## Input records
────────────────────
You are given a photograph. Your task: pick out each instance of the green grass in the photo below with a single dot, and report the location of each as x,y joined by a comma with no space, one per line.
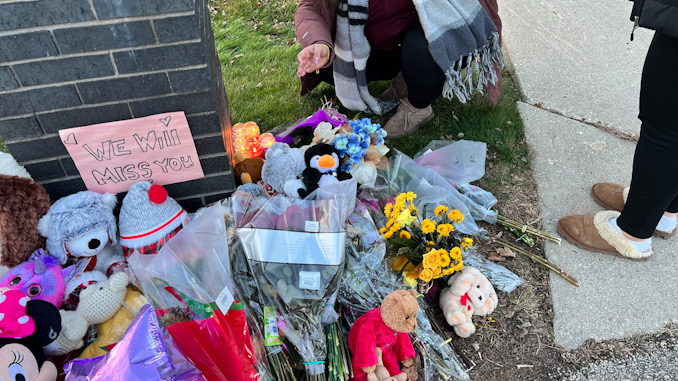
258,49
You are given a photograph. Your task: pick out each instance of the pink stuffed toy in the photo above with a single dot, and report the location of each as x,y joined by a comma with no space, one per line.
387,328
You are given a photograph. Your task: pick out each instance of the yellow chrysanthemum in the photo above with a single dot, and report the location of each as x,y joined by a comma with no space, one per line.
428,226
445,229
395,227
431,259
437,272
410,196
406,218
412,282
444,260
440,210
426,275
399,262
455,216
466,242
388,209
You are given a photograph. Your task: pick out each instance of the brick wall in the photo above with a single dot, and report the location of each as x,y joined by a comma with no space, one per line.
71,63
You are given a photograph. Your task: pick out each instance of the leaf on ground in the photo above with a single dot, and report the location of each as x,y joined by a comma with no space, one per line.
506,252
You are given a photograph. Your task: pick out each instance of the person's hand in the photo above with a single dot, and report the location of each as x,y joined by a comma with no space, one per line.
312,58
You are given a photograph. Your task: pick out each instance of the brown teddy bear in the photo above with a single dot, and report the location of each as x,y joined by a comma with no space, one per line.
22,203
470,293
386,328
247,170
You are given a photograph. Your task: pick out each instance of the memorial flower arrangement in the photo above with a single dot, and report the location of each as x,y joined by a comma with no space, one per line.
423,248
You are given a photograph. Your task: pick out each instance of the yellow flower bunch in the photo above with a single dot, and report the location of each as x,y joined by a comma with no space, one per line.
427,248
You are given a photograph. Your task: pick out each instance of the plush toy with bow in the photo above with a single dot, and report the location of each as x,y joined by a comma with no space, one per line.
323,167
470,293
41,278
387,328
98,302
27,326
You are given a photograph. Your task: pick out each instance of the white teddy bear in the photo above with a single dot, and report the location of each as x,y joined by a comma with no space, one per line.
98,303
470,293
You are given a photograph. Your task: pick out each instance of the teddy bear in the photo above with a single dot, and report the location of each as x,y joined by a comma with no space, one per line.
82,227
470,293
41,278
282,170
110,331
99,302
22,203
323,167
386,327
27,326
247,170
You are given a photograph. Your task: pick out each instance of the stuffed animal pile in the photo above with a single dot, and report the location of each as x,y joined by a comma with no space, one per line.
470,293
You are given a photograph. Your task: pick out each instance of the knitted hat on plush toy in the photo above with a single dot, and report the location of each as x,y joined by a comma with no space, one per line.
148,218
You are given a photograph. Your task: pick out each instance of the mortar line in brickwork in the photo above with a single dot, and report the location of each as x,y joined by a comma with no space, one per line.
51,35
155,34
115,76
87,106
60,179
78,24
94,11
104,51
206,194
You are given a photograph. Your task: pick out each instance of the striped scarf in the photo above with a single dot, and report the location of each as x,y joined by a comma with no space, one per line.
458,32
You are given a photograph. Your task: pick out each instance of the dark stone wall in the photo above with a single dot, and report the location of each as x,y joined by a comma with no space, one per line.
72,63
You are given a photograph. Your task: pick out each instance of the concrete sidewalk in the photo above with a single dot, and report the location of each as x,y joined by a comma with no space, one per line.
577,70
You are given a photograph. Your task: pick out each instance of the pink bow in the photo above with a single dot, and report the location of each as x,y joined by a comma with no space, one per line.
14,322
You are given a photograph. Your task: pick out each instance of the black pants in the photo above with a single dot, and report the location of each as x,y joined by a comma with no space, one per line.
654,183
423,76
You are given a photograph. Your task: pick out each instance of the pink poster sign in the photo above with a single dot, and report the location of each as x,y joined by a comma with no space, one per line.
112,156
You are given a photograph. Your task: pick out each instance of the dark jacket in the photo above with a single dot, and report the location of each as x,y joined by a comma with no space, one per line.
386,24
659,15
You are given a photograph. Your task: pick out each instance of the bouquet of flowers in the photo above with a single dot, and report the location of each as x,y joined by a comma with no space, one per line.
423,248
294,251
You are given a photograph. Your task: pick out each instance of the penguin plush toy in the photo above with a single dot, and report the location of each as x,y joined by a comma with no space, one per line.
323,167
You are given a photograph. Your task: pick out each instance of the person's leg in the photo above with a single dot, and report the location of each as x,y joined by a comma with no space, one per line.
424,78
654,185
381,66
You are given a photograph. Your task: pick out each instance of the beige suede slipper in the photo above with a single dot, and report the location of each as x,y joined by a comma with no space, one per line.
595,233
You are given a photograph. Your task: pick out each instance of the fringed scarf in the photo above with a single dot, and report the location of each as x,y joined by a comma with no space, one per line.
────────────────────
## Exercise task
Quote the preceding listing precisely and completely, omitting its images.

## Completed task
You are given a photograph. Your task: pick out each instance of the green grass in the photo below with a single dot, and report the location of each as x,y joined by a comma with no space, one per line.
258,49
You are given a photograph. Your task: pick out each instance of the pink stuffed toy in the photo above with a single dot, and report the location of each as x,y joined by a comma with no space, one per line.
387,328
You are given a photograph. Your task: pick out each instance of the yellow chrysanthemum in the photo above with a single dot, and report the location of each as x,y joined by a comma with no space, one per line.
428,226
445,229
395,227
431,259
437,272
410,196
406,218
412,282
444,260
440,210
426,275
399,262
455,216
466,242
388,209
You are given a photograph. Your task: pick out each instance of the brick wall in the photo above with a single dot, and report the location of each as x,y joined by a comma with no space, one per line.
71,63
You are given a photograph. Your task: pick out each instance of the leaf on ground in the photo above with a single dot, and report the location of each as x,y joined by a comma with no space, one per line.
506,252
You are given a photograph. Your task: pick out each instance of the person's hand in the photo above with a single dot, and report the location of each as x,y joined by a comma with no space, one per line.
312,58
You are given a photograph. Your task: pick out each instance of the brown teddy bear in the photo above with a single dot, and report the location of each as x,y joined by a comma with no space, one per line.
22,203
470,293
386,328
247,170
You are given a photograph. Your task: pick out each instance of the memorial flower arrangement in the photo above with a single dot, and report the location of each as x,y joined by a comma with no space, one per line.
423,248
You are given a photograph. Your task: pick out each instance of the yellow flower bunch in the photo above with a single dot, and report the location of each as x,y joined by a comma with no space, one per line.
427,248
You are given a photograph. Your task: pick out each instance of the plush toy with bow in the photo above with a single dot, and report the location of each as x,y joined by a comma with no space, one per line.
323,167
470,293
41,278
387,328
98,302
27,326
You are given a photograph. Your task: pick out each instance of the white teddy bear in the photo above with a single dot, and report the location of each as x,y joined by a comma with no space, one per line.
98,303
470,293
You are given a photograph. Your task: pick out each instance of the teddy bear in the photo above with a single dot, and report the location of each as x,y joined by a comma with no space, one per line.
82,227
470,293
41,278
282,170
110,331
99,302
22,203
323,167
386,327
27,326
247,170
You are given a photograph. Your task: pick out each instance of the stuffed animal pile in the photo above with a single dot, and report the location of each as x,y joined by a comma with no space, one per line.
470,293
You are given a photograph. Your task: pick out each instance of the knitted hat on plush toy in the photo above with a single dot, and report the location of each as x,y joined by a comma with no space, one per line.
148,218
You are given a photograph. Your task: pick out each instance of the mortar line in brickwork in the photo above with a single dot, and report the location of each as x,y joined by a comma with no space, one per line.
51,35
155,34
115,76
87,106
60,179
78,24
94,11
104,51
206,194
You are given a photograph. Your task: pick out each instance of the striped scarf in the photo above with a single dot, and report the location of each as x,y joined by a comma with no space, one per line.
458,32
You are given a photograph. Your task: pick out each instance of the dark stone wall in the photo above with a single dot, and report the location of each as x,y joined by a comma with no space, one per line.
72,63
You are given a photograph. Your task: pick out each instance of the concrete sidewalk in the photo above with a single dot, and report the location of each as x,y joined by a comma with no space, one per line.
577,70
You are given a photograph. Your task: pick out each instance of the pink bow in the photo above with a single dot, and report the location of each as x,y joined by a comma with no space, one per line.
14,322
You are given a photograph. Your task: pick out each instance of the black pants in the photo above with a single dot, and report the location of each as x,y joined by a comma with no space, one per line.
654,183
423,76
You are given a photograph. Your task: pick out each instance of the pink poster sign in the photo above with a single dot, and report the location of each as x,y joined by a comma with no space, one per line.
112,156
You are given a photograph. Your task: pick out each instance of the dark jacket in the photo above with a single dot, and report the location of each as x,y joined by a comma with no space, one per line.
386,24
659,15
You are given a photograph. Your task: pick out each instance of the bouquet of flowers in the photo above with a single dot, and report the location of each as x,y joined by a comma with no space, one per line.
423,248
294,251
You are given a photograph. Your task: pick out each instance of the penguin plush toy in the photo above with a single dot, and report the location of each as x,y joined by a comma with no space, one per line.
323,167
You are given a photograph. Your task: pick out each instance of the person's leg in the photo above with a single dot, and report the location of each as x,y joined by a comma with no space, one per line.
424,78
654,185
381,66
You are given a photograph. Your task: pick out each instance of the beige suede slipper in the photo above with a single dot, and report the location of each as x,y joined by a comma with no space, one per line.
595,233
You are given a photograph. Your task: pick out each instance of the fringed scarf in the photo above with a single dot, and report the location of each as x,y joined by a comma with no space, one per line.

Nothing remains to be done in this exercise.